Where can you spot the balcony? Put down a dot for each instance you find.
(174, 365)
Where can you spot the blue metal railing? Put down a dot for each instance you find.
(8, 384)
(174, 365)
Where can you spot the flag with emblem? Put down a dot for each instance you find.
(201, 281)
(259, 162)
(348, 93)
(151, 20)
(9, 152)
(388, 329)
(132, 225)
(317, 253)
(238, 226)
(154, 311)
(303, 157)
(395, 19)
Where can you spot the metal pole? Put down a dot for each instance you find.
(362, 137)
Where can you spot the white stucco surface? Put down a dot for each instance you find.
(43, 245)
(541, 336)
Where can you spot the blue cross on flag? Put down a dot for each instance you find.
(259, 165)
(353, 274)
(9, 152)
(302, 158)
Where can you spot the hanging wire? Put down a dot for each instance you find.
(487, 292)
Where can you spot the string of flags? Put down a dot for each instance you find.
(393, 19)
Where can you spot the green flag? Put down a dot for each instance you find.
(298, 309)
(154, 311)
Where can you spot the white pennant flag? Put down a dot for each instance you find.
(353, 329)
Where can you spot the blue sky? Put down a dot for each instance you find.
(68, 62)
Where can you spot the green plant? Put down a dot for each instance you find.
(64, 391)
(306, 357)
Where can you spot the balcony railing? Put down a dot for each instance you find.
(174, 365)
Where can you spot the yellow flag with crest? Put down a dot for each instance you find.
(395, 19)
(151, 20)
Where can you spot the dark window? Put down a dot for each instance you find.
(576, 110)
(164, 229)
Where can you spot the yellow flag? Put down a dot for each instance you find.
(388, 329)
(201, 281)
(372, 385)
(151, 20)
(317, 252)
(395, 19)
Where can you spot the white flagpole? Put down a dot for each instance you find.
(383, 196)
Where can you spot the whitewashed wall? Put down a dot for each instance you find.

▸ **Exercise**
Rewrite every line from the one with "Where can you spot the white flagpole?" through the last row, adding 43 to each number in the point coordinates.

▸ **Result for this task**
Where can you spot the white flagpole? Put down a dot for each instance you find.
(426, 239)
Where can you spot the whitewashed wall? Put down a dot for each instance you find.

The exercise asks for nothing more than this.